### [About this exercise]
After locating the line containing "the horse's hoof" in the entries below, please write out that line and the rest through the end exactly. Omit pictures.

### [Material provided]
·····
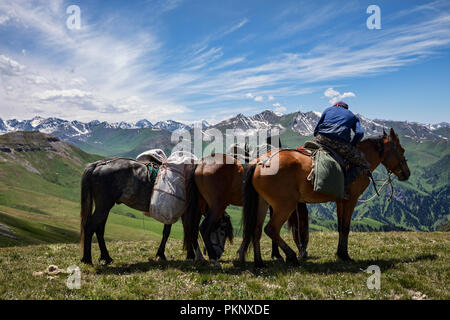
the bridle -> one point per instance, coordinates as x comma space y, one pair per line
388, 181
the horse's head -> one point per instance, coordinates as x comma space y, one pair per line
394, 156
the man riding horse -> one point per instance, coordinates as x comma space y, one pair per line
334, 131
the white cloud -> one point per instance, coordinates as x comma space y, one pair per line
236, 27
335, 96
96, 60
279, 109
56, 94
10, 67
4, 19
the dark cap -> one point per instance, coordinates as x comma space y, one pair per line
341, 104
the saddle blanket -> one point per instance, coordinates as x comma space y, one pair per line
168, 198
326, 175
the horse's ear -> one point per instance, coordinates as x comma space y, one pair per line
393, 134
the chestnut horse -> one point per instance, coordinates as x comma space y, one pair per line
289, 185
215, 183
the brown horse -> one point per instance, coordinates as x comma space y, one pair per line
215, 183
284, 189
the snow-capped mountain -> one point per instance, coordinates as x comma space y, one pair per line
171, 125
302, 123
264, 120
144, 123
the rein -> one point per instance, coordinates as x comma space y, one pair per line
387, 181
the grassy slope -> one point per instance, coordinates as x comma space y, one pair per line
413, 266
44, 207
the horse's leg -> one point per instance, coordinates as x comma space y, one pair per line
273, 228
300, 229
262, 212
93, 223
162, 247
344, 215
104, 259
213, 215
275, 250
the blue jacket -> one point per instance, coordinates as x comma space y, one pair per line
337, 123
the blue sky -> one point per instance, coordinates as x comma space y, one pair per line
191, 60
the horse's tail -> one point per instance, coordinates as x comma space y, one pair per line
86, 198
250, 199
191, 217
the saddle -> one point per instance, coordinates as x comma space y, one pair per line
312, 147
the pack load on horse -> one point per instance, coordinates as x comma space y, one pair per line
284, 189
168, 198
131, 182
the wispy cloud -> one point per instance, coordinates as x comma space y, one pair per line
97, 69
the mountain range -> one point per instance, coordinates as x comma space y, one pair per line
302, 123
421, 203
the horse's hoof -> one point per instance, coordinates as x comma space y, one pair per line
161, 258
345, 257
293, 261
216, 264
303, 255
86, 261
277, 256
105, 261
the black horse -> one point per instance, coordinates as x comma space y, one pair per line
114, 181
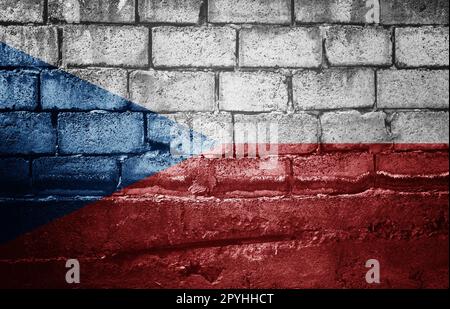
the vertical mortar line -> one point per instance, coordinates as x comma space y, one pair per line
60, 38
237, 48
292, 12
136, 11
45, 12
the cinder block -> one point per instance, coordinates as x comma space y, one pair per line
193, 47
280, 47
114, 11
27, 133
423, 46
28, 46
75, 175
22, 11
334, 89
106, 45
84, 89
18, 90
252, 91
100, 133
171, 11
413, 89
161, 91
400, 12
357, 46
249, 11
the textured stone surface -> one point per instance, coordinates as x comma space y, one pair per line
·····
### [Solution to this exercise]
the horse's hoof -> one point per instance, coordinates as x comma space y, one pair per line
161, 258
345, 257
293, 261
216, 264
303, 255
86, 261
277, 256
105, 261
the black horse -> one point per instance, coordinates as x comma space y, one pair per line
114, 181
the vertical mortar line -> one point per instance, coordinates as x comma space y, one pair per line
60, 38
237, 48
292, 12
136, 11
45, 12
the cinder block -> one point per instance, coordinates as x comma space y, one pair per line
193, 47
280, 47
114, 11
27, 133
423, 46
28, 46
75, 175
22, 11
334, 89
106, 45
84, 89
18, 90
252, 91
100, 133
171, 11
413, 89
161, 91
400, 12
357, 46
249, 11
the textured stone surface -> one point per instance, coordinates as x comma space y, one pair per line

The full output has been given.